■ Challenges
**A.** In the real estate text, rewrite the paragraph that begins "I want to be fair about this" as a short list that keeps its main facts.
**B.** Copy the stretch of the real estate text from "Who is the broker" through "the Harbor. Ask." word for word.

## START Extracted text

The compliance burden that comes with these changes falls differently on a 900-agent office than on a two-agent boutique. At scale, compliance is a documented process — a form to sign, a workflow, a back-office review. At a boutique, it is a conversation. I sit with you. I walk through what the written agreement says, what the negotiable elements are, and what I think a fair structure looks like given the particulars of your listing. It takes longer. It is also the thing the settlement actually intended to produce: an informed client making a meaningful decision.
What the Franchise Model Does Well
I want to be fair about this, because there are sellers for whom a national franchise is absolutely the right call, and it would be dishonest to pretend otherwise. A national franchise brings brand recognition that matters to buyers relocating from outside the region. It brings a referral network — if you are selling in Mount Sinai and buying in Scottsdale, a large franchise’s cross-office referral machine is a real asset. It brings institutional marketing budgets and relocation contracts with corporations moving employees. It brings a kind of reassurance, for some sellers, in seeing a logo they have known for forty years.
The question is not whether franchises are bad. The question is what you are actually buying when you hire one, and whether the specific qualities of a franchise operation are the qualities that will move your specific house in your specific neighborhood for the best possible price.
For a lot of North Shore properties — particularly the ones that are architecturally distinctive, or sitting on a tricky lot, or carrying a complicated title history, or priced above the median in a neighborhood where the comparables are thin — the answer is that the franchise machine is not especially well-calibrated for the work. The machine is built to move volume. Your house is not volume.
What to Ask Before You Sign a Listing Agreement
Whether you end up with a boutique or a franchise, the questions a seller should be asking have nothing to do with the logo and everything to do with the structural commitments that logo implies. In my experience, these are the ones that tell you what you actually need to know:
How many active listings are you personally carrying right now? Not the office. You. If the number is over 15, ask who is handling the day-to-day when you call.
Who is the broker of record, and will I meet them? If the answer involves a regional vice president you have never heard of, note that.
What happens to my listing if you leave the brokerage? At a franchise office, agents move between offices constantly. Your listing may not go with them.
What does your marketing plan look like for a house like mine, specifically? If the answer is a generic schedule, the marketing is a template.
What is your actual experience in this hamlet, on this block, with this kind of property? North Shore real estate is granular. A broker who has sold in Poquott does not automatically understand Head of the Harbor. Ask.
The Structural Honesty of It
Here is the thing I have come to believe, after fifteen years as a sales agent and a year running my own shop. The difference between the boutique and the franchise is not moral. It is not about who is a better person or a harder worker or a more skilled negotiator. There are spectacular agents inside national franchises, and there are mediocre independents. The variable is structure, and structure is what determines the default behavior of the people operating inside it.

## END Extracted text
## START Extracted information

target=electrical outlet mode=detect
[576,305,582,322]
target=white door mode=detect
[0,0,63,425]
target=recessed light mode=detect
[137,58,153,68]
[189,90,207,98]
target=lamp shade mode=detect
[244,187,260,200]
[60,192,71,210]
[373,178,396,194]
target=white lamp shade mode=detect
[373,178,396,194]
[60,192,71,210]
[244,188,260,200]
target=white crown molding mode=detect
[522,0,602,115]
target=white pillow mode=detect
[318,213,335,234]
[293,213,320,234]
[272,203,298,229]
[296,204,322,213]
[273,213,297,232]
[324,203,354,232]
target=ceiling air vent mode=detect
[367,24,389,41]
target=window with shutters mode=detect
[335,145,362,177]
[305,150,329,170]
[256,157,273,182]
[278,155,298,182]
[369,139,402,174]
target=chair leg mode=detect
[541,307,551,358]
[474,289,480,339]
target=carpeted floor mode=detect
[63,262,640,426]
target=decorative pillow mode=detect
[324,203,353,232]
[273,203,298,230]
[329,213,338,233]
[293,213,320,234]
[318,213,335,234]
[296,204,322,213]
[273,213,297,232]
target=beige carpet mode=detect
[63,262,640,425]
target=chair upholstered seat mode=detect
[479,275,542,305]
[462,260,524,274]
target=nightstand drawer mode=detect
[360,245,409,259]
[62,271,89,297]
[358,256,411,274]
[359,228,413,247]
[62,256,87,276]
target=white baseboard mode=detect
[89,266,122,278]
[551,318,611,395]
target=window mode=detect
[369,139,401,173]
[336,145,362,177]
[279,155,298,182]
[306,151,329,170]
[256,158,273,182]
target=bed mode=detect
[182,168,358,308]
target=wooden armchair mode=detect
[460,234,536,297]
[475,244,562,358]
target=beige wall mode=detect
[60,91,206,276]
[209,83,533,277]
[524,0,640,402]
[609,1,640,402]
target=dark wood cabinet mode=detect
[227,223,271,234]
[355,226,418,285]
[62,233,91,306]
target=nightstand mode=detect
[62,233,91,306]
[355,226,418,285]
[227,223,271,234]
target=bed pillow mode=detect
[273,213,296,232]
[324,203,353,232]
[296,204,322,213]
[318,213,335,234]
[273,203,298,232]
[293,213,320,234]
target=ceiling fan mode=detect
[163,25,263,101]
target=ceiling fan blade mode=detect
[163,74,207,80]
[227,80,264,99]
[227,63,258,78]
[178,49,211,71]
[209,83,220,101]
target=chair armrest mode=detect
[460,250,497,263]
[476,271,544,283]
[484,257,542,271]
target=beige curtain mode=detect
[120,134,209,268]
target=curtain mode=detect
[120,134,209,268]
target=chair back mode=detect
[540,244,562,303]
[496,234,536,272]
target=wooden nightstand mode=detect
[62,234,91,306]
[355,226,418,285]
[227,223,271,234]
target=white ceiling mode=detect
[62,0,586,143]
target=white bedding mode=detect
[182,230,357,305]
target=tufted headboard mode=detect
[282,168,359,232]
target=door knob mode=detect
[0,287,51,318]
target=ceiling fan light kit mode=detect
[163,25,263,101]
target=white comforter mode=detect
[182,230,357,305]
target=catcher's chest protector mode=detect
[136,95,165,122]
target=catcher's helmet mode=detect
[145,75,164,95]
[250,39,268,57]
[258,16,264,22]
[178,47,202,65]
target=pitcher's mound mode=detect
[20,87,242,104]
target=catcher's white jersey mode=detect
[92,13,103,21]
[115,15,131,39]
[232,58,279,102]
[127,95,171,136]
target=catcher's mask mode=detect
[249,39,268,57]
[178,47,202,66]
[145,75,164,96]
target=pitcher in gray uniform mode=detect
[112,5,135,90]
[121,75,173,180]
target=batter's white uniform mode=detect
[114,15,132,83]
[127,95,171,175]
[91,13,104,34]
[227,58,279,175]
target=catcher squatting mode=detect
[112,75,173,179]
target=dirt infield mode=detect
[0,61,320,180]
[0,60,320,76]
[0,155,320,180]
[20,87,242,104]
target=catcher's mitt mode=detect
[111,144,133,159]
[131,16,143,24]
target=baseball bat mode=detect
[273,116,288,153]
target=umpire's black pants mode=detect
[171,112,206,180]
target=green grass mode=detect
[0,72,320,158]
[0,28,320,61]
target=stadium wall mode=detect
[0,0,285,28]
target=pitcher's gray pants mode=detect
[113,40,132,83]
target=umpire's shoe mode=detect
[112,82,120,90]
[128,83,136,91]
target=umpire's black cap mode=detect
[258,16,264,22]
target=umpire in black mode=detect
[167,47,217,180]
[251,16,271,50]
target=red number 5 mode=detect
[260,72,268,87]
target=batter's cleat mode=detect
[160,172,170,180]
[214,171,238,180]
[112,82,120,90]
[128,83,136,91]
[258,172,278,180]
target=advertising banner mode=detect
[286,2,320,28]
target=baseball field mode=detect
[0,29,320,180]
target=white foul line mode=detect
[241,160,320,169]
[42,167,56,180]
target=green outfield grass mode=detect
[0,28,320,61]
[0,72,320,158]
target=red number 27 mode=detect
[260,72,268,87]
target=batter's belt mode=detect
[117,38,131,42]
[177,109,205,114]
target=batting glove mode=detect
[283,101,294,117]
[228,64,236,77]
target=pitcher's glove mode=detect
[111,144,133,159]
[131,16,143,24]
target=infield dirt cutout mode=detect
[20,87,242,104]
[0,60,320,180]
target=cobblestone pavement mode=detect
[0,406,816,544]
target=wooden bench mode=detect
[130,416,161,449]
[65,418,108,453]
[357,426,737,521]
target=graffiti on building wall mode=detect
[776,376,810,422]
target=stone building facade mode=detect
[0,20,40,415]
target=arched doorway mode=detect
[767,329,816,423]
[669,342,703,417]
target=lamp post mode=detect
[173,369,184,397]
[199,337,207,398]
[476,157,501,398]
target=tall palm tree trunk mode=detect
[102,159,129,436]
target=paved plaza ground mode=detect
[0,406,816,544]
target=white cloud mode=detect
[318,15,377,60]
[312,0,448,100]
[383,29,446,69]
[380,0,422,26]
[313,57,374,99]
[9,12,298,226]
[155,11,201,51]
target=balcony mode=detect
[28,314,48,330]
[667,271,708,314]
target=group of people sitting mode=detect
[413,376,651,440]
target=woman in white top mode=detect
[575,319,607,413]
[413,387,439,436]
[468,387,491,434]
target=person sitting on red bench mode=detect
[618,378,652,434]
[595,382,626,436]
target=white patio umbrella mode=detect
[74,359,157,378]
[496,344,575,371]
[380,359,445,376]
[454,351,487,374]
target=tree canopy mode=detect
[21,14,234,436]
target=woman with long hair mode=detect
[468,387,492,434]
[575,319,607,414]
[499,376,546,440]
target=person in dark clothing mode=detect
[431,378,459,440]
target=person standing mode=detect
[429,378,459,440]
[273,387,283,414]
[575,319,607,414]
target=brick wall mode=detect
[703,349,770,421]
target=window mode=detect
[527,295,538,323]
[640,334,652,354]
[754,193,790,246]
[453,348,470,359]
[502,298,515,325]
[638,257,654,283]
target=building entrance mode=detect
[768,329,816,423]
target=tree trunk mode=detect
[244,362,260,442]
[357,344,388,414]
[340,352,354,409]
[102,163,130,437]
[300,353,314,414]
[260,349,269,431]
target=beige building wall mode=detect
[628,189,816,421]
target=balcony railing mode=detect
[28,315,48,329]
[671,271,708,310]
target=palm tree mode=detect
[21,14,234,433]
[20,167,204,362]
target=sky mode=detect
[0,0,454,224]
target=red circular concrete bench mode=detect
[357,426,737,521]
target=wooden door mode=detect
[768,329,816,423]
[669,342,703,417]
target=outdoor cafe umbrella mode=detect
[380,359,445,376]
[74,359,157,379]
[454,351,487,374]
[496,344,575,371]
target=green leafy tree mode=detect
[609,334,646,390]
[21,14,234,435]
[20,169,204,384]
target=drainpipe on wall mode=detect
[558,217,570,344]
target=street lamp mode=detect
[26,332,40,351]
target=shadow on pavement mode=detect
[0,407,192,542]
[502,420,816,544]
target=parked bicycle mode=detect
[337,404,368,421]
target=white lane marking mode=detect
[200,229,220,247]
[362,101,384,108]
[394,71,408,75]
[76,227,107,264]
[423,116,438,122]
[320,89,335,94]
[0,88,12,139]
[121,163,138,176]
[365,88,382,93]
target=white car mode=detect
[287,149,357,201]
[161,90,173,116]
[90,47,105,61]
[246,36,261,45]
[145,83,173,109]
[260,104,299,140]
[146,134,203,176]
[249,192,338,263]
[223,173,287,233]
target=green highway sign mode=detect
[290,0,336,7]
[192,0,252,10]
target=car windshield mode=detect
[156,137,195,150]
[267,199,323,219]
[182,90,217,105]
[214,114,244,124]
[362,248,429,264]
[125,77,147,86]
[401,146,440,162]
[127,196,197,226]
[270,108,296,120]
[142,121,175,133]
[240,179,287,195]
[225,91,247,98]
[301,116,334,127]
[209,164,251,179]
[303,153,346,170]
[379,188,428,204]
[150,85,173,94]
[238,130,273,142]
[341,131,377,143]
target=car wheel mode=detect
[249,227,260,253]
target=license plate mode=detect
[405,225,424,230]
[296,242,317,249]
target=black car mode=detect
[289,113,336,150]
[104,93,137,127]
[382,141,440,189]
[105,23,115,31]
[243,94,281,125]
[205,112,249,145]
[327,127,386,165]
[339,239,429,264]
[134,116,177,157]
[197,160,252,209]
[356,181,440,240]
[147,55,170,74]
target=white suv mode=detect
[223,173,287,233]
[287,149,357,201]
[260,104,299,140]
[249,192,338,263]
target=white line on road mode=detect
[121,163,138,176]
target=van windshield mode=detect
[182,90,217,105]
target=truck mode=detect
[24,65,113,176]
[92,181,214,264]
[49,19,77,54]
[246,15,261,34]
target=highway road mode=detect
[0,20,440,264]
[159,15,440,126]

## END Extracted information

■ Answers for the exercise
**A.**
- For some sellers, a national franchise really is the right choice.
- Its brand recognition matters to buyers moving in from outside the region.
- Its cross-office referral network is a real asset, for example when selling in Mount Sinai and buying in Scottsdale.
- It has institutional marketing budgets and relocation contracts with corporations moving employees.
- Some sellers take comfort in seeing a logo they have known for forty years.

**B.**
Who is the broker of record, and will I meet them? If the answer involves a regional vice president you have never heard of, note that.
What happens to my listing if you leave the brokerage? At a franchise office, agents move between offices constantly. Your listing may not go with them.
What does your marketing plan look like for a house like mine, specifically? If the answer is a generic schedule, the marketing is a template.
What is your actual experience in this hamlet, on this block, with this kind of property? North Shore real estate is granular. A broker who has sold in Poquott does not automatically understand Head of the Harbor. Ask.